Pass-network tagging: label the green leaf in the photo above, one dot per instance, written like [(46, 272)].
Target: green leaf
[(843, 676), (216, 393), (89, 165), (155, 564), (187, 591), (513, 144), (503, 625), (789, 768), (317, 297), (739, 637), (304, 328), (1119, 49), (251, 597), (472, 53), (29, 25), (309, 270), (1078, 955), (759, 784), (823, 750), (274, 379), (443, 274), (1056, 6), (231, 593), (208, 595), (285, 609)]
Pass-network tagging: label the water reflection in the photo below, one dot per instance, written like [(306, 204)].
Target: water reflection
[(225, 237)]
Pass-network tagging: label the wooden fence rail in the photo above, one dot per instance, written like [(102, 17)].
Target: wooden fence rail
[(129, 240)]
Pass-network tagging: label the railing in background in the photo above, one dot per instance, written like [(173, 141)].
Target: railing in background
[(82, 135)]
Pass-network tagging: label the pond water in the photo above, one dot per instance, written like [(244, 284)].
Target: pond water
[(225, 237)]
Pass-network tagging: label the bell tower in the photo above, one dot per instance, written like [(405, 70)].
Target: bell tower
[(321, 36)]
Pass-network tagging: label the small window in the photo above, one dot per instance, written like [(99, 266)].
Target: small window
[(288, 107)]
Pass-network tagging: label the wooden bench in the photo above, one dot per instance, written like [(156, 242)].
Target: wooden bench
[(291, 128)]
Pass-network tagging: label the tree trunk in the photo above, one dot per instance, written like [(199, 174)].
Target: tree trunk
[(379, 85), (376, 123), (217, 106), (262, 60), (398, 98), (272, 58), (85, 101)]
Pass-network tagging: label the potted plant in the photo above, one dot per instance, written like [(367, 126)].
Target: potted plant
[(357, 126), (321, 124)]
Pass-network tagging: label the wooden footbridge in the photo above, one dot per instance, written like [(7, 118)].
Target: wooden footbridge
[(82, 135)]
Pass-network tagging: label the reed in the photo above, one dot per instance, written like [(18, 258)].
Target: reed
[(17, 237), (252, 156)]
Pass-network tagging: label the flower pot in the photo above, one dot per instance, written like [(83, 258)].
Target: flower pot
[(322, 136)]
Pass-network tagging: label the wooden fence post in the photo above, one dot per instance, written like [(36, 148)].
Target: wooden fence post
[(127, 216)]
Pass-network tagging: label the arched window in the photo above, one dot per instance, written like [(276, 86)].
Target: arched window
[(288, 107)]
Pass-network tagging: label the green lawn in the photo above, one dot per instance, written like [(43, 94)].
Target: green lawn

The task>
Go to the line containing "Pass-network tagging: label the reed" in the listing. Print it and every line through the last one, exactly and with nothing more.

Result of the task>
Pass-network tagging: label the reed in the photo above, one dot per instance, written like [(18, 258)].
Target: reed
[(17, 237), (252, 156)]
Pass-network tagging: label the flower pot in the photo above, one dot per instance, written like [(83, 258)].
Target: flower pot
[(322, 136)]
Pass-network tagging: label the wooden fence post in the photo above, one dot per instance, written like [(36, 148)].
Target: wooden fence post
[(127, 216)]
Pass-network tagging: label the arched window in the photo above, one dot per instance, written like [(276, 86)].
Target: arched window
[(288, 107)]
Pass-network tagging: label the green lawn in the photo above, one dot per instance, written like [(43, 94)].
Target: green lawn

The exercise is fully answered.